======== Extracted information ========
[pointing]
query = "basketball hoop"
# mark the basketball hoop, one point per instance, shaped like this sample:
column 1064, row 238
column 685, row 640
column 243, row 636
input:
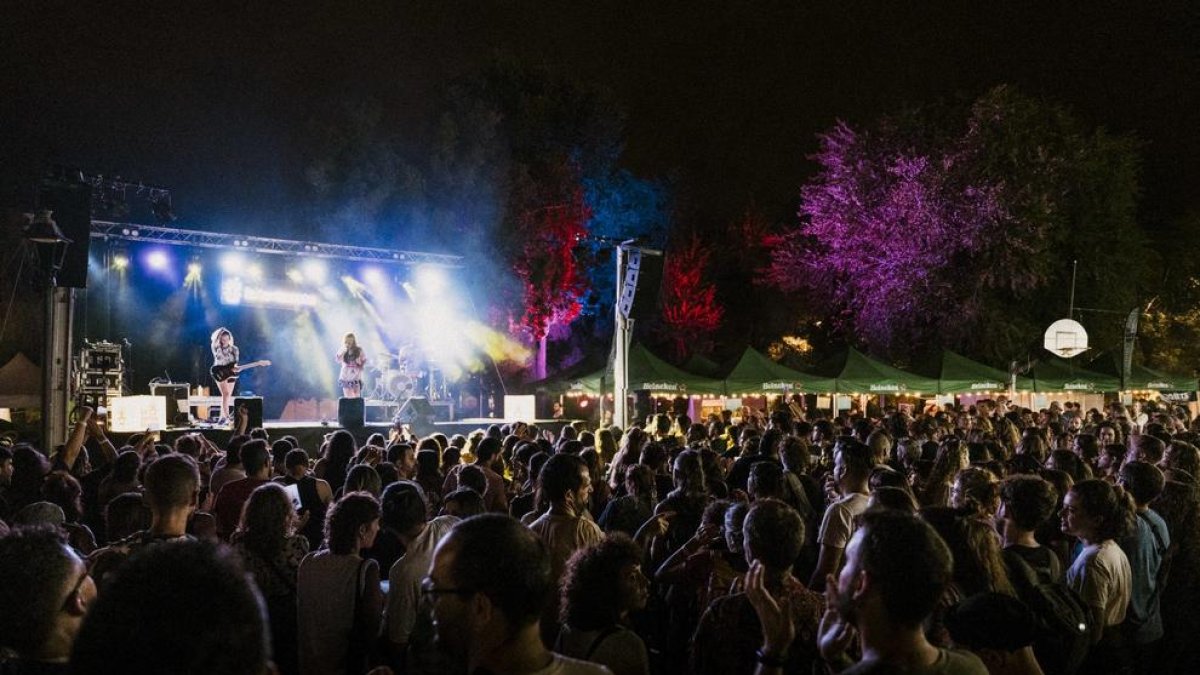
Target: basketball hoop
column 1066, row 338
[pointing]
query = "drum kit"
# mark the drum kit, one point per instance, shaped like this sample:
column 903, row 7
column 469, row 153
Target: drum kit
column 395, row 377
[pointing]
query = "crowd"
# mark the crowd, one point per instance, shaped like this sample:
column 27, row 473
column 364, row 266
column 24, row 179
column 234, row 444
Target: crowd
column 961, row 541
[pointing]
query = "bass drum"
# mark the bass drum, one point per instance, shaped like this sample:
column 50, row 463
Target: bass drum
column 399, row 384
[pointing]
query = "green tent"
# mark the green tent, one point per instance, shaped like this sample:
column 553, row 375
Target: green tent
column 646, row 372
column 595, row 382
column 857, row 372
column 756, row 374
column 1140, row 377
column 960, row 375
column 1053, row 374
column 702, row 365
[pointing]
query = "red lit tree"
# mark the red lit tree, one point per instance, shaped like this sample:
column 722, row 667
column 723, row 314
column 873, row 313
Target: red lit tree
column 690, row 311
column 552, row 280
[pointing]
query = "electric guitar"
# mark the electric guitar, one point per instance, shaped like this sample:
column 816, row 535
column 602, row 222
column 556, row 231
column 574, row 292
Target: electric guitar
column 229, row 371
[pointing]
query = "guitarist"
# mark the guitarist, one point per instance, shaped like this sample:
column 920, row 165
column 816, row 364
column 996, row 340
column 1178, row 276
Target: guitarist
column 225, row 368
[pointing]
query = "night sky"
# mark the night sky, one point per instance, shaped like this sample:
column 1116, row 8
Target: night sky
column 723, row 99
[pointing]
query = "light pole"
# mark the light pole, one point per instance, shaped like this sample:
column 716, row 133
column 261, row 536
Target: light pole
column 629, row 267
column 52, row 249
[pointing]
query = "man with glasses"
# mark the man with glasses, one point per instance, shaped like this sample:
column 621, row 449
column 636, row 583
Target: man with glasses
column 43, row 598
column 489, row 583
========
Copy the records word for word, from the start of the records through the line containing "column 1066, row 338", including both ends. Leave out the pictures.

§ Exercise solution
[pointing]
query = "basketball hoop"
# mark the basketball hoop, one point per instance, shaped like this sample:
column 1064, row 238
column 685, row 640
column 243, row 636
input:
Target: basketball hoop
column 1066, row 338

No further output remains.